▶ **Task item**: Output the whole listing exactly, with no pictures.

▶ **Given information**:
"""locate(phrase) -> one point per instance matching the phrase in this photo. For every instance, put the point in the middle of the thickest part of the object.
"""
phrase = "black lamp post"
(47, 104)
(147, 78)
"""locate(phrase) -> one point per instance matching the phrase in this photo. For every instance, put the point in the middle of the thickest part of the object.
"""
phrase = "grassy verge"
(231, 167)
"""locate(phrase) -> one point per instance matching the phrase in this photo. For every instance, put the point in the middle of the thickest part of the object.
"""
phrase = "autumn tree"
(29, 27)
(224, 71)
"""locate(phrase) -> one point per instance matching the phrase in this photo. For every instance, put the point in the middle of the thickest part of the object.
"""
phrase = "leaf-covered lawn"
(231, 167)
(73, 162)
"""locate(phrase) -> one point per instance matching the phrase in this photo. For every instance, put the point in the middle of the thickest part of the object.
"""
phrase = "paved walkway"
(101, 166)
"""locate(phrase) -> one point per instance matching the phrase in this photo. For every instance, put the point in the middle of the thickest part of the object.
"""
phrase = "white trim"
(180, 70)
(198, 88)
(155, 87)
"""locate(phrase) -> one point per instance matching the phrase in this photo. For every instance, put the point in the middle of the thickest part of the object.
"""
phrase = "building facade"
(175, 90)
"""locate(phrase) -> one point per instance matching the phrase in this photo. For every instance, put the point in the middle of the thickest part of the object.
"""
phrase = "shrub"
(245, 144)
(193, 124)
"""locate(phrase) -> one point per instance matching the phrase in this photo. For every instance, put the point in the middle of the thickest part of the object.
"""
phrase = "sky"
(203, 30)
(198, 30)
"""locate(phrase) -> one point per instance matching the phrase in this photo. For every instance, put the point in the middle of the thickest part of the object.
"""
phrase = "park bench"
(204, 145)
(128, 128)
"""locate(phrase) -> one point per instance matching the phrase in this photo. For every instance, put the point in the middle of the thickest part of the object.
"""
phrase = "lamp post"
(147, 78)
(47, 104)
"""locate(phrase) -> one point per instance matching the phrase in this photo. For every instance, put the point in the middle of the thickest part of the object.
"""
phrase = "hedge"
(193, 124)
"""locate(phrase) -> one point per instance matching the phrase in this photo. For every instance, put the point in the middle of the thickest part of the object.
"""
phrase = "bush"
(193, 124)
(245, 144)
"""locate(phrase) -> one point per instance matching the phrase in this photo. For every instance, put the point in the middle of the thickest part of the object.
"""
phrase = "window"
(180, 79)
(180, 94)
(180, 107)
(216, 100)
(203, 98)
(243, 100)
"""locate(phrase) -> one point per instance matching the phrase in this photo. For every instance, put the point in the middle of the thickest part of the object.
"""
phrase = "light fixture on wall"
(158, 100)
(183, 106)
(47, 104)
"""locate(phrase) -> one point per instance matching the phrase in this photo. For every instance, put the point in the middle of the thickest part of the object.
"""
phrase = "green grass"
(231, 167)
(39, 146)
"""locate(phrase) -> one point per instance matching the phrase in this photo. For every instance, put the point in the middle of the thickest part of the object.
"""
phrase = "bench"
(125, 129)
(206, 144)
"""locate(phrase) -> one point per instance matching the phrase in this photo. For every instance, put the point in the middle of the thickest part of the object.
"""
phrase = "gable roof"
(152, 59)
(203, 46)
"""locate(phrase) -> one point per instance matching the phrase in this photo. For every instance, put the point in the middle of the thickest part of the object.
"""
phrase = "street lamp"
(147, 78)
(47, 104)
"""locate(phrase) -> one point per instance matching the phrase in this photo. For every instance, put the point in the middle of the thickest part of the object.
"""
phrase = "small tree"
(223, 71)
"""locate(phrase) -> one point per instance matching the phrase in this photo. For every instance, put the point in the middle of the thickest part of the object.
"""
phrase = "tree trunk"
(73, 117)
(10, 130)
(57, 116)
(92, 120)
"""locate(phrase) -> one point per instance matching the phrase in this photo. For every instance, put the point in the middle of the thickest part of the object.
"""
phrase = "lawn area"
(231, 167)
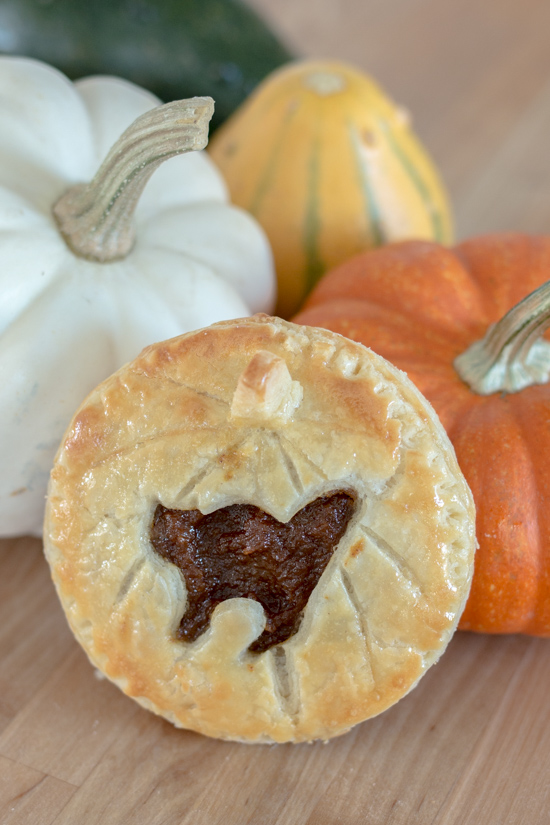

▶ **Task solution**:
"""locate(phrase) -> one point per instance matching the phrase in this photo. For every instance, put the point in the middle of the thickest part of the object.
"""
phrase = "black lamp post"
(47, 104)
(147, 78)
"""locate(phrase) -> one point per instance matching the phrase in this photo. For every instance, put the point in the middle of the thickest part of the object.
"""
phrase = "grassy verge"
(231, 167)
"""locate(phrase) -> one point per instance matching the phrase in this photo. For every instance, put the point in the middle of the thickest part of the object.
"""
phrase = "autumn tree"
(29, 27)
(224, 71)
"""locate(phrase) -> one point per instance matching the phrase in this photo. For every instance, put the point in the middle of the thickest part of the object.
"""
phrase = "leaf-covered lawn"
(231, 167)
(73, 162)
"""locate(phrase) -> one point per instance matching the phrase in this photo. For every instance, put the point in the middle of the thickest part of the object.
"""
phrase = "paved walkway"
(101, 166)
"""locate(phrase) -> one point per instance matching the phrase in this photo. For every instance, put the point in the middle of the thickest part of the object.
"""
phrase = "white trim"
(180, 70)
(198, 88)
(155, 87)
"""locate(phrase) -> one point per instance matching the phrase in this photo. For every instance, put the point in the middle of the thickest part of the object.
"""
phrase = "building facade"
(175, 90)
"""locate(phrase) -> one point per instance matching the phrase in this photo. For every instance, put the point in the middle of the thickest part of the object.
"""
phrase = "shrub"
(245, 144)
(193, 124)
"""locate(phrase) -> one point per instance matching the phrase in this photo. For every instance, put the point in the middle of the thickest part of the object.
"""
phrase = "sky"
(203, 30)
(198, 30)
"""locate(phrase) -> one point per instance matching the phrase in this photo. For every instance, put the point in the middle of the thickest part of the object.
"""
phrase = "park bench"
(204, 145)
(128, 128)
"""locate(phrase) -> one point per instance matching the phrase in this photo. For every instance, put the point in the middle of the thickest part of the object.
"""
phrase = "lamp post"
(147, 78)
(47, 104)
"""locate(phrase) -> one point per instance matching the phrase in this photo. For every instance, put the point in the middle of the thickest part of the object.
"""
phrase = "hedge"
(193, 124)
"""locate(phrase) -> one point per instance matching the phrase in this photo. For every instance, put the point in the middle of the thickest part of the object.
"""
phrase = "bush"
(193, 124)
(245, 144)
"""locate(phrase) -> one point per instance matching the phrase in this photo. For every instance, put the point in the middle of the thickest part of the object.
"""
phrase = "window"
(180, 79)
(180, 94)
(180, 107)
(216, 100)
(203, 98)
(243, 100)
"""locate(phrase) -> one point per instance matching the phrase in this photo. For every instance, put the point in the middle of the thickest part of the object.
"""
phrase = "light fixture on wall"
(158, 100)
(183, 106)
(47, 104)
"""locate(phrase) -> one point per instance matching the phrase in this photo. For every instance, put the point in the middle of the thickest part of the object.
"""
phrase = "green grass"
(231, 167)
(39, 146)
"""locate(phrase) -> one point per instance matching the phrase in this photo. For every instance, put the point in the middle of the thickest part of the object.
"""
phrase = "bench"
(125, 129)
(206, 144)
"""locate(phrase) -> one point per instance matching the phrase in this photo. For every instance, put the point in the middle of the thickest part of the object.
"""
phrase = "gable roof"
(152, 59)
(203, 46)
"""locate(phrase) -> one point per instance matching the phrase in this photo. For every instance, put the point in the middle of the thickest part of the object.
"""
phrase = "street lamp"
(147, 78)
(47, 104)
"""locate(phrase) -> one point per instance matching the phrase in this photo. For every instance, put the point in the middle of the thickest part of the object.
"""
phrase = "small tree"
(223, 71)
"""locate(phrase) -> one point per instance matching the phrase in this photo. For every instance, put the point in the middle of the thickest part of the object.
"""
phrase = "tree trunk"
(73, 117)
(10, 130)
(57, 116)
(92, 120)
"""locate(phrase) -> one point per instance matching the phrase in this photo. For every instance, put the point in the middle of the thickest part of the object.
"""
phrase = "lawn area"
(231, 167)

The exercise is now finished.